[Stored data entries]

┄┄┄┄┄┄

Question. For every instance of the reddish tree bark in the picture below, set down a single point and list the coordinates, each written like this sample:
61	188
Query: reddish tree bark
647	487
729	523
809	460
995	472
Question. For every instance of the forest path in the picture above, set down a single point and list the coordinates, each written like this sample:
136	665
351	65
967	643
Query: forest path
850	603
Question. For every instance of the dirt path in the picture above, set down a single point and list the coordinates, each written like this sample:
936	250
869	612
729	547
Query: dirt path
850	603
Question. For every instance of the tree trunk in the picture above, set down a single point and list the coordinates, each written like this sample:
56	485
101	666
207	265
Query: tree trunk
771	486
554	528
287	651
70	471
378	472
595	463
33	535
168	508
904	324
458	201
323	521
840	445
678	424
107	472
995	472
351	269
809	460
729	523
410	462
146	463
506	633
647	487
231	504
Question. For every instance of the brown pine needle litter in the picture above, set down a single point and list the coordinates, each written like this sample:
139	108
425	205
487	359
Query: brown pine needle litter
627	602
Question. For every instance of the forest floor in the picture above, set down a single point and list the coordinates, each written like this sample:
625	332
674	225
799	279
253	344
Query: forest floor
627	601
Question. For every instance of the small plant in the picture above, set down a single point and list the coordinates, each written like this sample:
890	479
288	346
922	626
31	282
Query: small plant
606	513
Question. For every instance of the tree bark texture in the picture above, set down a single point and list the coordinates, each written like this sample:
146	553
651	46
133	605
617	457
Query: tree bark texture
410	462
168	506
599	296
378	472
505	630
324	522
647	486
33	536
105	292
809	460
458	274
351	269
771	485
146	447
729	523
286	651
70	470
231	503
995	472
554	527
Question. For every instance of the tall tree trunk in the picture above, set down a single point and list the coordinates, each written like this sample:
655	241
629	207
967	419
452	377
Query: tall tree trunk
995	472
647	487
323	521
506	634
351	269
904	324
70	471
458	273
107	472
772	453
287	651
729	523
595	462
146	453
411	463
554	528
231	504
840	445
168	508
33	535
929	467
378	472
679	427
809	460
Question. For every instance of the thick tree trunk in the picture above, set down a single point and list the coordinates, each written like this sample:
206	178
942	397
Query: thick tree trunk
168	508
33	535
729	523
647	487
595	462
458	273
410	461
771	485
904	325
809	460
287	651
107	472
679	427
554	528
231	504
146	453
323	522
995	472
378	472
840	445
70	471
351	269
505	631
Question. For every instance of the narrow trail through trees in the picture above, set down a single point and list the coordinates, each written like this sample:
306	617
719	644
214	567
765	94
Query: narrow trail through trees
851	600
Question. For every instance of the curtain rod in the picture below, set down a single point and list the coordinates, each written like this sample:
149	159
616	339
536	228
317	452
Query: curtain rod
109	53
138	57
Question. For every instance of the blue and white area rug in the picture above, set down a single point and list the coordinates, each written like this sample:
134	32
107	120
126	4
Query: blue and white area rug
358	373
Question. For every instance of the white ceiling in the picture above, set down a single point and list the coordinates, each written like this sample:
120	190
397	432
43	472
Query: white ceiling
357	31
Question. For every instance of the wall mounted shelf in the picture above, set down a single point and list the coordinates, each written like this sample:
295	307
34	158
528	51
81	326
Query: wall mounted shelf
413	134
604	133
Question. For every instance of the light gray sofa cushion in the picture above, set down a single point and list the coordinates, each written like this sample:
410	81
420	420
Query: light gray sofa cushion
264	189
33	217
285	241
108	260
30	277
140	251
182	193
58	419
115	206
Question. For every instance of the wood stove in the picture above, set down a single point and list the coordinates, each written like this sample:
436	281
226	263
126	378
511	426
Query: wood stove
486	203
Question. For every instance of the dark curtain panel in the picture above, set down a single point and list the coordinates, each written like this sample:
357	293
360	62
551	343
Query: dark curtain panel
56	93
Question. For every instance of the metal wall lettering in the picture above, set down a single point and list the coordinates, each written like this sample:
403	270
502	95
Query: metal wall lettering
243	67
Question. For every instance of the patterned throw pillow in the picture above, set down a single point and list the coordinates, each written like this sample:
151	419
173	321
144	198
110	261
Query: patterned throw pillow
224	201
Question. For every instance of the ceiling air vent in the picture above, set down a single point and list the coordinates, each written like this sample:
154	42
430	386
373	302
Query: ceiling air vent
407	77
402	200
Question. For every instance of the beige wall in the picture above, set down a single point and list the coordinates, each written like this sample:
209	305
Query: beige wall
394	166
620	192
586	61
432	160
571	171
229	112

┄┄┄┄┄┄

Copy out every line in the entries above that holds "below".

Question. For every instance of the reddish tree bark in the picture below, set down a single point and list the coordinates, each written like this sample:
Question. For every instance of the curtain rod in the picture below, set down a single point and list the coordinates, each written like this sample:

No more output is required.